WORK INSTRUCTIONS: Copy down the stretch from the start of the records through the line that contains "(1098, 707)", keeping every line unchanged.

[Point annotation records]
________________________________________

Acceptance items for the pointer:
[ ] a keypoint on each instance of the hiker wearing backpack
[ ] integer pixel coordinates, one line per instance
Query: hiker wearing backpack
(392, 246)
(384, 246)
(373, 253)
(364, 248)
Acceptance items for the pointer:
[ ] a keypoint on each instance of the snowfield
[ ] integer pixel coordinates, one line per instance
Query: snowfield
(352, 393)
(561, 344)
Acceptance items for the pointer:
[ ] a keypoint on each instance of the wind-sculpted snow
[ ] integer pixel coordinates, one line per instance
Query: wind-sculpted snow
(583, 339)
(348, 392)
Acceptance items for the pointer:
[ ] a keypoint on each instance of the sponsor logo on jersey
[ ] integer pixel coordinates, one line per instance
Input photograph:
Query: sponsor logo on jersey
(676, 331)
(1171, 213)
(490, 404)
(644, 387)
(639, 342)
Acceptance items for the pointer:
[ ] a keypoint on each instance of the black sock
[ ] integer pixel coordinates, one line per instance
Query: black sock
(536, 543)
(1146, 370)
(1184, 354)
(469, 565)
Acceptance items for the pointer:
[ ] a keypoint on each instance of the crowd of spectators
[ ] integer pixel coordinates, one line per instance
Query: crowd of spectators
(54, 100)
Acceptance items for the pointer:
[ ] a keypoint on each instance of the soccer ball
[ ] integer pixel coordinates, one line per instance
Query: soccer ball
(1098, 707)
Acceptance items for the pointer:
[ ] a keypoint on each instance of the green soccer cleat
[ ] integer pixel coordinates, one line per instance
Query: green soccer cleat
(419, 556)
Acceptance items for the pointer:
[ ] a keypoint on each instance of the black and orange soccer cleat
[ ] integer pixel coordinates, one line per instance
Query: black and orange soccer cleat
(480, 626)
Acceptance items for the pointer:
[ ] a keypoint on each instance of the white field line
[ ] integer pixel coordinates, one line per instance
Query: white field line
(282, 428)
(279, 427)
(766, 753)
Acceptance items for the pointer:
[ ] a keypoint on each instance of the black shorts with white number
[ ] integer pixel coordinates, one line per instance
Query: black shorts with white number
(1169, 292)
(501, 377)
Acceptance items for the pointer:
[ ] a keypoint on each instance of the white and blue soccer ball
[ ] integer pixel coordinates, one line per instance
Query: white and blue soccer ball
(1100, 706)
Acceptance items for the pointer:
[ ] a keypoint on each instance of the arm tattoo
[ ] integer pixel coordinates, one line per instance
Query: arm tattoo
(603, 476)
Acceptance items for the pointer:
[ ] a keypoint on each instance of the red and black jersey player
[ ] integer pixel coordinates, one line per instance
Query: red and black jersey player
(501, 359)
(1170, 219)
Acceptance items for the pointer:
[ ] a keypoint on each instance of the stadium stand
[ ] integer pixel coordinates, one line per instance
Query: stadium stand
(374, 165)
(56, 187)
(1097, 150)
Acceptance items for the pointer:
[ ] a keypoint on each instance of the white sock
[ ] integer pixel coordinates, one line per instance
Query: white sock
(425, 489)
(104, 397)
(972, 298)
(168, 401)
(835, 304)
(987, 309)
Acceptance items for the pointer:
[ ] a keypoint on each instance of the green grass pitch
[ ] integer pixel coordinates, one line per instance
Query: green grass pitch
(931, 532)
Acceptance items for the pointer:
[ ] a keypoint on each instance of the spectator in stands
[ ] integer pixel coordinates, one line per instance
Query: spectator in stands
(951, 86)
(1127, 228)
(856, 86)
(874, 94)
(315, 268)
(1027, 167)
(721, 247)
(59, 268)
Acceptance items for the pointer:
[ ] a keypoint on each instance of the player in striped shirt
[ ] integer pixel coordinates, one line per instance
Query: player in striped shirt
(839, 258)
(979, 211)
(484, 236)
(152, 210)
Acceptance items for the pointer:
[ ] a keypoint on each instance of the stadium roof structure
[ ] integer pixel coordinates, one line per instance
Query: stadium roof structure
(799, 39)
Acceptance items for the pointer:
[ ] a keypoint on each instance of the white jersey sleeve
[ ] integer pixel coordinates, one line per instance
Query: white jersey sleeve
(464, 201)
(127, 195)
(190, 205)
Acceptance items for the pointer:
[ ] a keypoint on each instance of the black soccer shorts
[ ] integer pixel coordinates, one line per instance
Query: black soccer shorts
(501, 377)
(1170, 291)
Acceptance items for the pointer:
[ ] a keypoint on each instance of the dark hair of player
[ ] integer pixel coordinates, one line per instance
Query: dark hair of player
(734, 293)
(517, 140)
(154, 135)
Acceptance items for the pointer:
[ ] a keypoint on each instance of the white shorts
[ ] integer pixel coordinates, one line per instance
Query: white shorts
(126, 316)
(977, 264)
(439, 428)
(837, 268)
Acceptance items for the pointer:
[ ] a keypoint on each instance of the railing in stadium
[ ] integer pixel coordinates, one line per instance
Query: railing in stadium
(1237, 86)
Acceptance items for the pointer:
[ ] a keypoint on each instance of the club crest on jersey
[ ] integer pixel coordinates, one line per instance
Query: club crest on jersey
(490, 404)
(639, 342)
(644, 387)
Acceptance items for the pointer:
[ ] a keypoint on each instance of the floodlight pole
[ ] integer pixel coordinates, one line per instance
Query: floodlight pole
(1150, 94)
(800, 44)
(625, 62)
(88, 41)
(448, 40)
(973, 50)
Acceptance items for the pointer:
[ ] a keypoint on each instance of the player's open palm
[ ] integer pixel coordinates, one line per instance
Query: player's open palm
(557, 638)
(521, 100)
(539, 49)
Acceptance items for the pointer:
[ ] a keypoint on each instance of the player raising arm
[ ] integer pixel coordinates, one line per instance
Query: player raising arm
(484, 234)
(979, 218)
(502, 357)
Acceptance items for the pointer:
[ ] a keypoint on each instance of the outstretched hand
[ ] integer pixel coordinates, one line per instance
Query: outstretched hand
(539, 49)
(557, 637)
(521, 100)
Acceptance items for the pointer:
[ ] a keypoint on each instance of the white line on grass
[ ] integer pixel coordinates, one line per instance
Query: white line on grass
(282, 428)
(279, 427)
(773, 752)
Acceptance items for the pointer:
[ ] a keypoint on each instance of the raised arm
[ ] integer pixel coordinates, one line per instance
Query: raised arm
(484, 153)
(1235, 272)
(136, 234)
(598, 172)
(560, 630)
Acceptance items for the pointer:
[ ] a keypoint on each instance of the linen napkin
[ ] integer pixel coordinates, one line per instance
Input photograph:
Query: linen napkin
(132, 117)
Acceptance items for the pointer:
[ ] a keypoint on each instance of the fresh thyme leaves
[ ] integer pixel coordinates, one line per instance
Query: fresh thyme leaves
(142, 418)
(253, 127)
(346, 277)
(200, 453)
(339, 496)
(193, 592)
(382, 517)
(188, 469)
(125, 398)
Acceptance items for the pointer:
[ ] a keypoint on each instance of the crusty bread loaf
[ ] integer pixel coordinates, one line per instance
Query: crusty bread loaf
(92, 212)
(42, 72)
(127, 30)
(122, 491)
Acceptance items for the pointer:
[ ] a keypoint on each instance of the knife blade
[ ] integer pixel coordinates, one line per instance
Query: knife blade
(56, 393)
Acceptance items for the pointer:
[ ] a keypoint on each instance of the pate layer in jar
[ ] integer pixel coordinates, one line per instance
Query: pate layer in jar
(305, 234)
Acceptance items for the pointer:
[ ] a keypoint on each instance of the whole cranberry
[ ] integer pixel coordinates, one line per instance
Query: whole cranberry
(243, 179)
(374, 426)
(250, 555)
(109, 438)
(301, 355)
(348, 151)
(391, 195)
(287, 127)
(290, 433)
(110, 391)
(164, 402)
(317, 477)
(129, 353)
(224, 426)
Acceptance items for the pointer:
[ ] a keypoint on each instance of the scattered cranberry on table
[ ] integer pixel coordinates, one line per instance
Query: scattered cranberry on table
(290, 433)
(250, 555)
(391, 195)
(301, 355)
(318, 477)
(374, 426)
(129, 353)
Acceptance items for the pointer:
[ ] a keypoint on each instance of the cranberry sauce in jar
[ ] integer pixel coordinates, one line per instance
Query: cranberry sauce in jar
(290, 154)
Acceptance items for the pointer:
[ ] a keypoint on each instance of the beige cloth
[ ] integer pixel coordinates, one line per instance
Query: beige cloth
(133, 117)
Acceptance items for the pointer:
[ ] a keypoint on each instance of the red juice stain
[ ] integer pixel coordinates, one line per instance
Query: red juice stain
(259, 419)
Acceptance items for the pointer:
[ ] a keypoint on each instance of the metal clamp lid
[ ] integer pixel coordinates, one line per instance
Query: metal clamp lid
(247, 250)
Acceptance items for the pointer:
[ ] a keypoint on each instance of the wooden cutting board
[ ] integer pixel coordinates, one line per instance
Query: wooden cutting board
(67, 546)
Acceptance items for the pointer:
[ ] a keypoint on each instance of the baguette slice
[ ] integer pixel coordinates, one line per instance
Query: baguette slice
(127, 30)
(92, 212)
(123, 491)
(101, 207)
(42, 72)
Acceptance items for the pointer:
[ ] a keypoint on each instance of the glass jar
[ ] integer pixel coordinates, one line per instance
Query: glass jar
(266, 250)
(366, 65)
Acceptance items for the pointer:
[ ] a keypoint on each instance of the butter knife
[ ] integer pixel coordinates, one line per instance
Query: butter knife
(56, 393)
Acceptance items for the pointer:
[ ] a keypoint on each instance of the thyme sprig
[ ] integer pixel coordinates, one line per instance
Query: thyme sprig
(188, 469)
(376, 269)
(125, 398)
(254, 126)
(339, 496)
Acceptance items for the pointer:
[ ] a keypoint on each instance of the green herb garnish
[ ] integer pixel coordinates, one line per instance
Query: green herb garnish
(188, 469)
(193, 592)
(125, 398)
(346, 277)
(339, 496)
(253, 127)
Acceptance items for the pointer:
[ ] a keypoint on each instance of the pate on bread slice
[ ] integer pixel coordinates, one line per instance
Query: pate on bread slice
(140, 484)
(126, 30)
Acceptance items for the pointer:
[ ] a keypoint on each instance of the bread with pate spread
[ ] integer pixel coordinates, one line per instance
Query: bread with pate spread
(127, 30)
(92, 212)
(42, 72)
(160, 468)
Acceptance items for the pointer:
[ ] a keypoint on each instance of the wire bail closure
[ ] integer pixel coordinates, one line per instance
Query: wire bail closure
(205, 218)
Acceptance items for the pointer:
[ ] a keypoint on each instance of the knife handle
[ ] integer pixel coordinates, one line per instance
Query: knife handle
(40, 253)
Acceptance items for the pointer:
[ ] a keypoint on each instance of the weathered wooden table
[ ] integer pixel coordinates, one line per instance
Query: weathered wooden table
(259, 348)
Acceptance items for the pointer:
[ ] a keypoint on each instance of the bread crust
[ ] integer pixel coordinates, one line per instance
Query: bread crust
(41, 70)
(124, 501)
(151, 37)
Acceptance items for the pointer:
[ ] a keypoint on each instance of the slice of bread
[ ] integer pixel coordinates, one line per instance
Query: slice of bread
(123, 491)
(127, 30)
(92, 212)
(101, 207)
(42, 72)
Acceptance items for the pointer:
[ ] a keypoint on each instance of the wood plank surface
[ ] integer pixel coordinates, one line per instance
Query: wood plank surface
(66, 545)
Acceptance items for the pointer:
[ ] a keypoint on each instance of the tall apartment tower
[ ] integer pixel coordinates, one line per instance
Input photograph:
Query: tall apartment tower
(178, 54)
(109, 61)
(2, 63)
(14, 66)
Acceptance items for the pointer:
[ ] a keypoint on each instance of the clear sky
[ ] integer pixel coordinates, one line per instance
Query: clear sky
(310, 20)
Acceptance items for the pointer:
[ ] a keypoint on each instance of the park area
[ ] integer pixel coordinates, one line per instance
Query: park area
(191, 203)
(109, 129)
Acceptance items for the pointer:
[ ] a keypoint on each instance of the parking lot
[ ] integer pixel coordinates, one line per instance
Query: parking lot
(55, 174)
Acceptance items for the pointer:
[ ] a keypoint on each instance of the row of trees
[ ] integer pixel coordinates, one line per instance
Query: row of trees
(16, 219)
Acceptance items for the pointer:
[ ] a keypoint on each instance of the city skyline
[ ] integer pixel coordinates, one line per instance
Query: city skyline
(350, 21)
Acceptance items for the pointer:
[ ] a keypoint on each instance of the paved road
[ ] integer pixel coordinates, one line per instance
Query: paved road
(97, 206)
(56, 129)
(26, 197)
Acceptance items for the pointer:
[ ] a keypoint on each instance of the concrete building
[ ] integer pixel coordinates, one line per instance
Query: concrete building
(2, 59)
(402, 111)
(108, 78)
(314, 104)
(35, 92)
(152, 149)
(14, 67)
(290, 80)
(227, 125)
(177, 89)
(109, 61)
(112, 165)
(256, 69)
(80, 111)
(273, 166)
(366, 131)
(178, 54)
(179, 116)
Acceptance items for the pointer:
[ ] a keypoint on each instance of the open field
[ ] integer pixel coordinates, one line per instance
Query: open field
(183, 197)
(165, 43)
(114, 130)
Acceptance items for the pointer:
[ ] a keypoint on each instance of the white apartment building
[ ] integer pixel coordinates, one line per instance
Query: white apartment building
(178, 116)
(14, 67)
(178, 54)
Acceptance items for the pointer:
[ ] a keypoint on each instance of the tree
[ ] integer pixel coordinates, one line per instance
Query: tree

________________________________________

RESULT FOR THIS EXERCISE:
Acceptance items for the pointer:
[ ] a keypoint on each instance of the hiker wearing backpack
[ ] integer pixel coordinates, one line per instance
Query: hiker wearing backpack
(392, 246)
(384, 246)
(373, 253)
(364, 248)
Acceptance items for the pointer:
[ ] a keypoint on each instance of the snowfield
[ ] integer pixel coordinates, one line per instance
Query: snowfield
(352, 393)
(561, 344)
Acceptance items for the pointer:
[ ] a keypoint on each instance of the wind-sculpted snow
[ ] integer pixel coordinates, one line per instance
Query: wind-sculpted snow
(583, 339)
(348, 392)
Acceptance items for the pointer:
[ ] a keypoint on each instance of the sponsor logo on jersey
[ ] integer pixel coordinates, one line per instance
Input photograph:
Query: sponsor logo on jersey
(676, 331)
(1171, 213)
(490, 404)
(644, 387)
(639, 342)
Acceptance items for the pointer:
[ ] a keypoint on each instance of the black sock
[ ] integer pixel coordinates, one line per instance
Query: black sock
(536, 543)
(1146, 370)
(1184, 354)
(469, 565)
Acceptance items for the pointer:
[ ] a keypoint on each instance of the crowd of spectators
[ ] integer pixel coordinates, one line per instance
Query: crowd of spectators
(54, 100)
Acceptance items for the pointer:
[ ] a keypoint on each instance of the soccer ball
[ ] integer pixel coordinates, one line per instance
Query: soccer ball
(1098, 707)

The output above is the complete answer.